(TEXT PROVIDED begins)

While the Citizens Theatre building retains some of the original Victorian architectural features, it has undergone additional renovations and expansions over the years. It now includes the 500-seat main auditorium, and two studio theatres, the circle studio (100 seats, a theatre in the round space) and the stalls studio (50 seats, an alley theatre space). The main auditorium contains the original (1878) Proscenium arch stage, which is raked (slopes down towards the auditorium); it has three seating levels: the stalls, the dress circle and the upper circle (or "gods"). The building contains the oldest original (1878) working understage machinery and paint frame in a working theatre in the United Kingdom. The paint frame is still used for scenic painting and its original glass roof remains.
As part of the theatre's ongoing commitment to remain accessible, the Citizens' endeavors to keep tickets reasonably priced and schedules £5 preview performances and "bargain night" £10 performances on Tuesdays. Tickets for students and children are £7.50 for any seat, any performance; and local residents in the Gorbals are eligible for £4.50/5 tickets for all performances. In 2008 over 900 children from the Gorbals and surrounding schools will participate in a free workshop in their school and come to see The Wizard of Oz at the subsidised ticket price of £2.
TAG Theatre Company is one of the major players in the children and young people's theatre sector in Scotland.
The Citizens Theatre and TAG Theatre Company came together as one company in April 2007. Together, the new company offers a substantial programme of work each year, from professional productions on the Citizens stages to participatory work with people of all ages, backgrounds and cultures. The new Citizens Learning and TAG department now coordinates all outreach work for the company.
Within the new company, TAG encompasses all of the work for children and young people. Citizens Learning focuses on developing links between the Citizens' Theatre and people of all ages living and working in Glasgow and the surrounding area, by encouraging them to engage with the theatre's work and participate in drama.
During the Citizens Theatre production of Hamlet in September 2007 TAG Theatre accompanied the production with an extensive selection of workshops in schools, pre-show lectures and CPD sessions for teachers.
Dominic Hill was Artistic Director at the Traverse Theatre, Edinburgh for the last 3 years. Prior to the Traverse, he was Co-Artistic Director (with James Brining) at Dundee Rep Theatre, a post he held for 5 years from 2003. Before joining Dundee Rep, Dominic worked as a Freelance Director, Associate Director at Orange Tree Theatre, Richmond, Assistant Director at the Royal Shakespeare Company and Assistant Director at Perth Theatre.

(TEXT PROVIDED ends)
(SOURCE MATERIAL begins)

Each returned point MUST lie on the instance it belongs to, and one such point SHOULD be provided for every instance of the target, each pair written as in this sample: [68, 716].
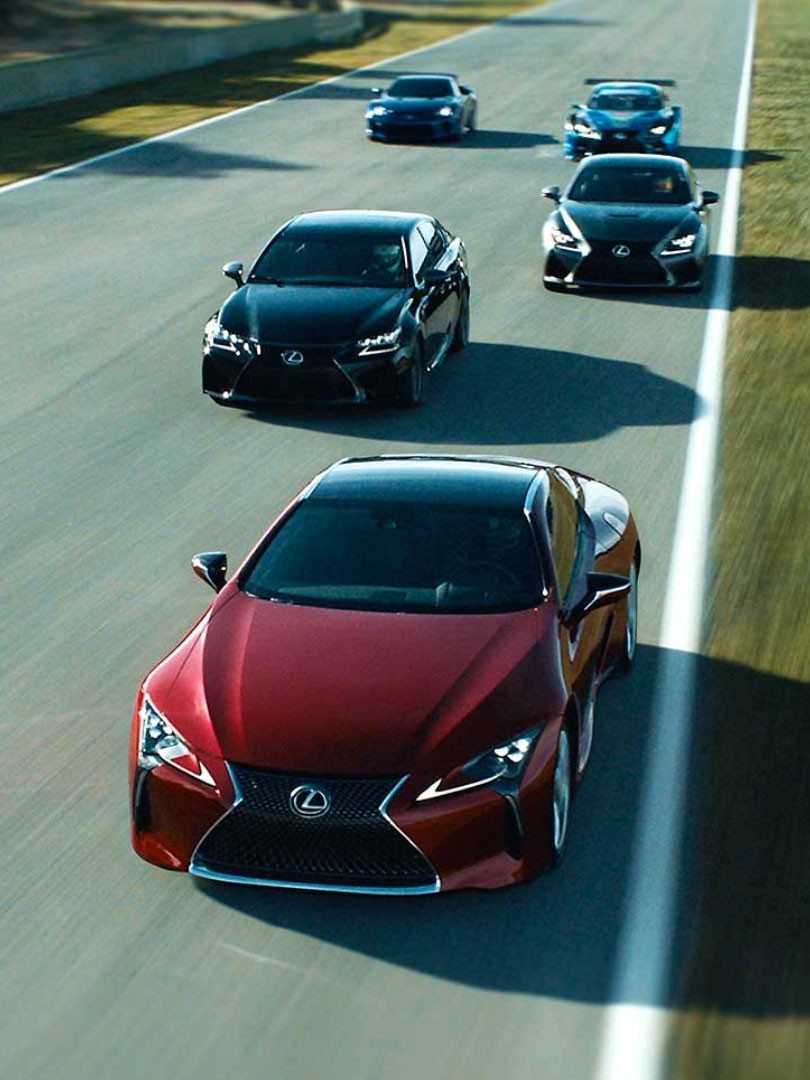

(SOURCE MATERIAL ends)

> _WORK INSTRUCTION A_
From the Citizens Theatre text, list every post Dominic Hill is said to have held, with the theatre or company where one is named.
> _WORK INSTRUCTION B_
Does the Citizens Theatre text support each statement below? Answer yes or no for each, and quote the deciding words.
(i) The main auditorium has 500 seats.
(ii) Students and children pay £10 for a ticket.
(iii) The Citizens Theatre and TAG Theatre Company became one company in April 2007.
> _WORK INSTRUCTION C_
Reproduce everything from "During the Citizens" down to "sessions for teachers." in the Citizens Theatre text.

> _EXERCISE SOLUTION A_
- Artistic Director at the Traverse Theatre, Edinburgh
- Co-Artistic Director (with James Brining) at Dundee Rep Theatre
- Freelance Director
- Associate Director at Orange Tree Theatre, Richmond
- Assistant Director at the Royal Shakespeare Company
- Assistant Director at Perth Theatre

> _EXERCISE SOLUTION B_
(i) Yes: "It now includes the 500-seat main auditorium"
(ii) No: "Tickets for students and children are £7.50 for any seat, any performance"
(iii) Yes: "The Citizens Theatre and TAG Theatre Company came together as one company in April 2007."

> _EXERCISE SOLUTION C_
During the Citizens Theatre production of Hamlet in September 2007 TAG Theatre accompanied the production with an extensive selection of workshops in schools, pre-show lectures and CPD sessions for teachers.